WORUM ES GEHT:
Zieh aus den Einträgen unten jede Zeile heraus, in der das Wort "foam" vorkommt.

EINTRÄGE ZUR AUFGABE:

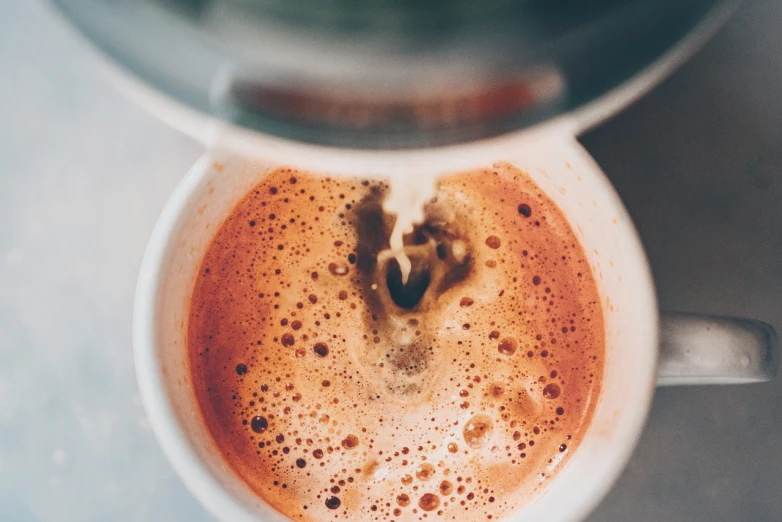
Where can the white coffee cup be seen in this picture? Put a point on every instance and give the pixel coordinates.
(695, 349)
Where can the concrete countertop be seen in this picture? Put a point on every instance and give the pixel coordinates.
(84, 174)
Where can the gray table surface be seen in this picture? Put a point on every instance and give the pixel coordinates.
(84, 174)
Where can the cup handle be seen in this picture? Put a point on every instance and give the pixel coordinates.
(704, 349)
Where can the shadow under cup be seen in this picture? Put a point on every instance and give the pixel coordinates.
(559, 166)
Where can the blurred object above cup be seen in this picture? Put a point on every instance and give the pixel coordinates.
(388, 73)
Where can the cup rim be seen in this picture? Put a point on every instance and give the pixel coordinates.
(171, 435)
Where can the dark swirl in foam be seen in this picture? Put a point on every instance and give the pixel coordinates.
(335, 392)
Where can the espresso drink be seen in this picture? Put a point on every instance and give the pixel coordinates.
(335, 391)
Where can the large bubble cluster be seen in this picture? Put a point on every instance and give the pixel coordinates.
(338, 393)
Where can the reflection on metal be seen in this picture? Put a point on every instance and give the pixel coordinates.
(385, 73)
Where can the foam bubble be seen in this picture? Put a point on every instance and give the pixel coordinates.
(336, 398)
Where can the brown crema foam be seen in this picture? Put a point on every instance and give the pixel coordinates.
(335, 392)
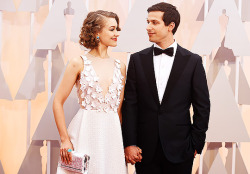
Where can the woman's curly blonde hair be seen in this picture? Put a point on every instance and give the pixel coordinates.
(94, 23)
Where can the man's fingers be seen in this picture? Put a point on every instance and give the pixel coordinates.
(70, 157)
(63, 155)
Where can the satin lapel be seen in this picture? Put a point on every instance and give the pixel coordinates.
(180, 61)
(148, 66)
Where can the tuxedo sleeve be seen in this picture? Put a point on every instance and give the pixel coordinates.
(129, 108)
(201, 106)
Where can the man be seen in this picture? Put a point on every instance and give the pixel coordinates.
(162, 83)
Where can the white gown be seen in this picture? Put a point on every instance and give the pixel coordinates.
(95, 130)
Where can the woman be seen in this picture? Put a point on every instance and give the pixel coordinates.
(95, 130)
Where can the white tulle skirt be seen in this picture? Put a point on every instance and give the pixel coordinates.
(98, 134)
---
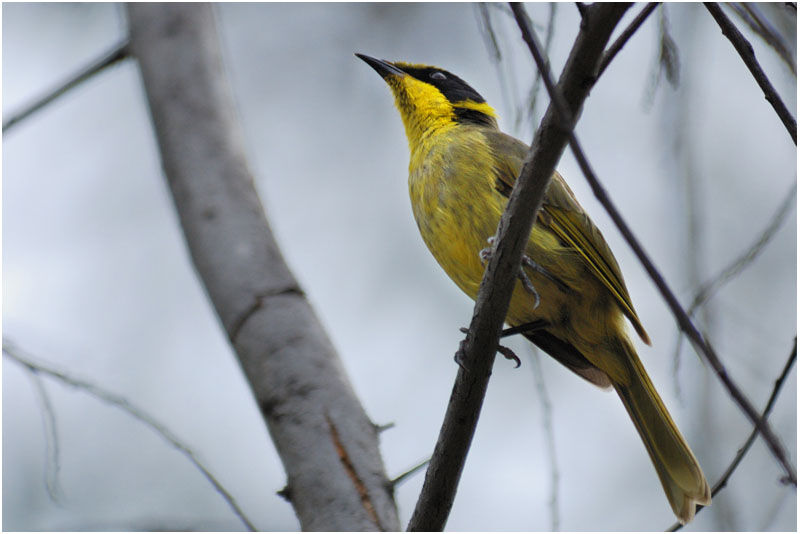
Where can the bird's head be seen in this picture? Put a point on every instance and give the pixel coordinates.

LÖSUNG ZUR AUFGABE:
Where can the dark swirl in foam be seen in this picture? Put a point on every instance and give the pixel coordinates.
Where can the foam bubble be seen in this picture? Put a point on every instance and give the pixel coordinates.
Where can the brown crema foam be seen in this picture? Put a point on every instance and give the pixel coordinates.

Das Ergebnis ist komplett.